WHAT YOU SHOULD DO
Begin with the line containing "# test: identify the grey" and copy each line exactly through the last line of the entries, inclusive.

STORED ROWS
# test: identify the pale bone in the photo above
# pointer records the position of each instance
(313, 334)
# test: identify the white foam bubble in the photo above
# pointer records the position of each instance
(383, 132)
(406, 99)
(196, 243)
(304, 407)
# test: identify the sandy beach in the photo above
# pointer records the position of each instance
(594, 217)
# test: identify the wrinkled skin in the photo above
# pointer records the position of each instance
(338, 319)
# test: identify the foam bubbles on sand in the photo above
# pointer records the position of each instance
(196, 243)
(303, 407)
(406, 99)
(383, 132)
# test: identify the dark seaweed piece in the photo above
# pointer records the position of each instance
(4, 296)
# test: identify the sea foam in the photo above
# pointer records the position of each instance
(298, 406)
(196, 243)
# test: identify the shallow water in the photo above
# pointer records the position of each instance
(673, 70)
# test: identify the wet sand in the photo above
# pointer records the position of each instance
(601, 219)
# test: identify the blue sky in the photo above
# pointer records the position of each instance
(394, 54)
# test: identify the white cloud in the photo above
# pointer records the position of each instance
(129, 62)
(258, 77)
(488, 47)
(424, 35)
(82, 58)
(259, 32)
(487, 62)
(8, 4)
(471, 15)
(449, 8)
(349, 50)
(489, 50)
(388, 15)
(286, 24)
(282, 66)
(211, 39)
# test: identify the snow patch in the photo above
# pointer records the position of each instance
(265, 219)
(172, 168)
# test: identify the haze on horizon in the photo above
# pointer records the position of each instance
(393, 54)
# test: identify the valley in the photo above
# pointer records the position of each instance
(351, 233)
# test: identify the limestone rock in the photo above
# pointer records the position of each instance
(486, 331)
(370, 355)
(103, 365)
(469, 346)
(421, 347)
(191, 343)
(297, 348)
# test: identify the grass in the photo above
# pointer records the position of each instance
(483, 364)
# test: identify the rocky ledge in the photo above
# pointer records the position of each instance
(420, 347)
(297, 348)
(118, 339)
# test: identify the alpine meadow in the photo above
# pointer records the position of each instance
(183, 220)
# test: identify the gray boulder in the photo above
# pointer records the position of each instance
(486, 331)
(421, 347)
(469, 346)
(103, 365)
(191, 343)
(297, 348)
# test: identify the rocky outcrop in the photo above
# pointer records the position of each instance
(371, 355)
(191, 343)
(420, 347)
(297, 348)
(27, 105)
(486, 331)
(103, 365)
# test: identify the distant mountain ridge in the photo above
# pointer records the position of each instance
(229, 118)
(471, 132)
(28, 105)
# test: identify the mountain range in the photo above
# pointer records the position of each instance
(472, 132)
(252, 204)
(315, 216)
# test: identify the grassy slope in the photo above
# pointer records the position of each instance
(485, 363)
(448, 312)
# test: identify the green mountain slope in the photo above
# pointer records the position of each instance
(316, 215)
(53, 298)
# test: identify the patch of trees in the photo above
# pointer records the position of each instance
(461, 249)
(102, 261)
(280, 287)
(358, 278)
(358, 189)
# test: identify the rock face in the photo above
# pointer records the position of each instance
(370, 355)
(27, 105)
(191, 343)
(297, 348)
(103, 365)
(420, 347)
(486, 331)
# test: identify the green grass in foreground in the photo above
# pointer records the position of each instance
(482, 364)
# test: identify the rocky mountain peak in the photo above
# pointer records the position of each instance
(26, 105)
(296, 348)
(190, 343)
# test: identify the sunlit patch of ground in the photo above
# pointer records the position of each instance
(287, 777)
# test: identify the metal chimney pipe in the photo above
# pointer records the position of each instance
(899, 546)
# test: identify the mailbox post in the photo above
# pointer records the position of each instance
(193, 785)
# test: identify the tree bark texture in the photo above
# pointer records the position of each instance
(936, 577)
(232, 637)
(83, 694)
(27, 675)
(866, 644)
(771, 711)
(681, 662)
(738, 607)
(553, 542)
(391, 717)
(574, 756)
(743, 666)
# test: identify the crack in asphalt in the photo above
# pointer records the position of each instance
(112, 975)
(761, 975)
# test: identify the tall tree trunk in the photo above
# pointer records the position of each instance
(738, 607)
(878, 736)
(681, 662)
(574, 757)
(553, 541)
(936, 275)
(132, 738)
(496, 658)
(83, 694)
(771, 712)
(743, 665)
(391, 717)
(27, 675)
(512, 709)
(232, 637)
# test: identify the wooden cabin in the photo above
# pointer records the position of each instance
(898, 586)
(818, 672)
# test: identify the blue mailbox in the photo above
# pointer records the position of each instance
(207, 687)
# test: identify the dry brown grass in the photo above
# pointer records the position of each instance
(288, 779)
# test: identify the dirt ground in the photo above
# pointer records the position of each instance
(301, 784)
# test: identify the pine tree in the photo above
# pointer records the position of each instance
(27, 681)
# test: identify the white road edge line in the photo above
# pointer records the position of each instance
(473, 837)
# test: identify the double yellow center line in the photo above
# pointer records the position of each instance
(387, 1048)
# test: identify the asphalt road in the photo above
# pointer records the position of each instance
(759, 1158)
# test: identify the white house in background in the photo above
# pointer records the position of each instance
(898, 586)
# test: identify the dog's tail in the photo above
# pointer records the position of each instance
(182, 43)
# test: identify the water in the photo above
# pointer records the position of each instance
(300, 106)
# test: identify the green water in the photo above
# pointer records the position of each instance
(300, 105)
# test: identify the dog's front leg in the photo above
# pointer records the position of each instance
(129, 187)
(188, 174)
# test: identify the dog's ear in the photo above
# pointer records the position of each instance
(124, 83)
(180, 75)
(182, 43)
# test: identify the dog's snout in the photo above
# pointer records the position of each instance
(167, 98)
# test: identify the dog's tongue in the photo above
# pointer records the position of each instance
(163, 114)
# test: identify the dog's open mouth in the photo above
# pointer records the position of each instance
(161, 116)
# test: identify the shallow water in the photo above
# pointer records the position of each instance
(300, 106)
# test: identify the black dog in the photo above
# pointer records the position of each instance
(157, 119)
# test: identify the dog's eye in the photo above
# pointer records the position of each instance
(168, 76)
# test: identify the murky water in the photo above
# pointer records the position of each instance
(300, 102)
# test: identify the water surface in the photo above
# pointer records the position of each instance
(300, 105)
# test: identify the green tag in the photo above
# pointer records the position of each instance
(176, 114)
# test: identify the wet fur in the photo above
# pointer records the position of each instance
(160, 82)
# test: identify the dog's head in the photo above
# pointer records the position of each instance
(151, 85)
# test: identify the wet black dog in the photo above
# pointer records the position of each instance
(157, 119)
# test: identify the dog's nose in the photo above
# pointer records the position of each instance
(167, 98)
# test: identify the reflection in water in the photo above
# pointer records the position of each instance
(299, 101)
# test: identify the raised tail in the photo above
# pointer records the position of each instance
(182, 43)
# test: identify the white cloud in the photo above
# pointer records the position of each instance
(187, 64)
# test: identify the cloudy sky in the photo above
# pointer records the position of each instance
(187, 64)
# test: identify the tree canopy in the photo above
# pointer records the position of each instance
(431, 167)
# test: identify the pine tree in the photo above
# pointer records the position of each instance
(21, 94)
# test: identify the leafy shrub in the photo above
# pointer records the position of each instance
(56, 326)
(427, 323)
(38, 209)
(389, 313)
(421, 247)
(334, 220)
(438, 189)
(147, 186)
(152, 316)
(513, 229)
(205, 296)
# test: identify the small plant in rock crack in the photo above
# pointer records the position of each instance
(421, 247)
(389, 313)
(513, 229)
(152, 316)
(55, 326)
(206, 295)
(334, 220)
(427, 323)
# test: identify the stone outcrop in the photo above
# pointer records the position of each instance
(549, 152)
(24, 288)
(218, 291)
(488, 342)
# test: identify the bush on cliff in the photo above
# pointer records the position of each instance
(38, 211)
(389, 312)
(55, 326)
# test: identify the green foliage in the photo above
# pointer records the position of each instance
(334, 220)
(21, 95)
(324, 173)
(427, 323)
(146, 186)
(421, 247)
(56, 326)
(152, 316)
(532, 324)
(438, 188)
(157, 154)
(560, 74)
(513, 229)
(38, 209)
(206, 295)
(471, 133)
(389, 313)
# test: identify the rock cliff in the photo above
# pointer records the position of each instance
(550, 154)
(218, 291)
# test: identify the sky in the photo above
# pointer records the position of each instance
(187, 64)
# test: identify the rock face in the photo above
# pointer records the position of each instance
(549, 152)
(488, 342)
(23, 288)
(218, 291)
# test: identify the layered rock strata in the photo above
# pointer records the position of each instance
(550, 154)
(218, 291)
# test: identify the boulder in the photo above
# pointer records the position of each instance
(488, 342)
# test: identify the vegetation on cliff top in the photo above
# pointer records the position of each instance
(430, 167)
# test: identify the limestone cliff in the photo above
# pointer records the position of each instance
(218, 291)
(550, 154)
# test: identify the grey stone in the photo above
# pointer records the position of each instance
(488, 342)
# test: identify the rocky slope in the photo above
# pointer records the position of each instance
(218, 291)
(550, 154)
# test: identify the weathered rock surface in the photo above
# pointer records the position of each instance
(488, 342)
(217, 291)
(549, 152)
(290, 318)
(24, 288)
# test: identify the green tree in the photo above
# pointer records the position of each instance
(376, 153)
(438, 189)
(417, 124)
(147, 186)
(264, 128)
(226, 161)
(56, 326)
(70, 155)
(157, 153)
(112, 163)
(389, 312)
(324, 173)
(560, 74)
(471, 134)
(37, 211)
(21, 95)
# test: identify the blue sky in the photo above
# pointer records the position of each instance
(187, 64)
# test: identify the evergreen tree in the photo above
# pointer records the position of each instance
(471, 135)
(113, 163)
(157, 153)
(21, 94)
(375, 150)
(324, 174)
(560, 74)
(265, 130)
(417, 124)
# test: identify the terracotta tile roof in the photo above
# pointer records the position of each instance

THE RESPONSE
# test: identify the grey stone in the photo above
# pointer records the position of each instance
(488, 342)
# test: identify the rocky slope in the photo above
# pointer records the position of each instance
(218, 291)
(550, 154)
# test: identify the weathered rock surface in the photo above
# pointer records the position of each instance
(488, 342)
(217, 291)
(549, 152)
(290, 318)
(24, 288)
# test: identify the green tree in the photo above
# pointer records the position of each instance
(376, 153)
(438, 189)
(417, 124)
(147, 186)
(264, 128)
(226, 161)
(56, 326)
(70, 155)
(157, 153)
(112, 163)
(389, 312)
(324, 173)
(560, 74)
(471, 134)
(37, 211)
(21, 95)
# test: identify the blue sky in the photo above
# pointer records the position of each instance
(187, 64)
# test: identify the evergreen tree in the photo above
# pointer records the position of each instance
(471, 135)
(113, 163)
(157, 153)
(21, 94)
(375, 150)
(324, 174)
(560, 74)
(265, 130)
(417, 124)
# test: identify the terracotta tile roof in the photo above
# pointer records the position of each instance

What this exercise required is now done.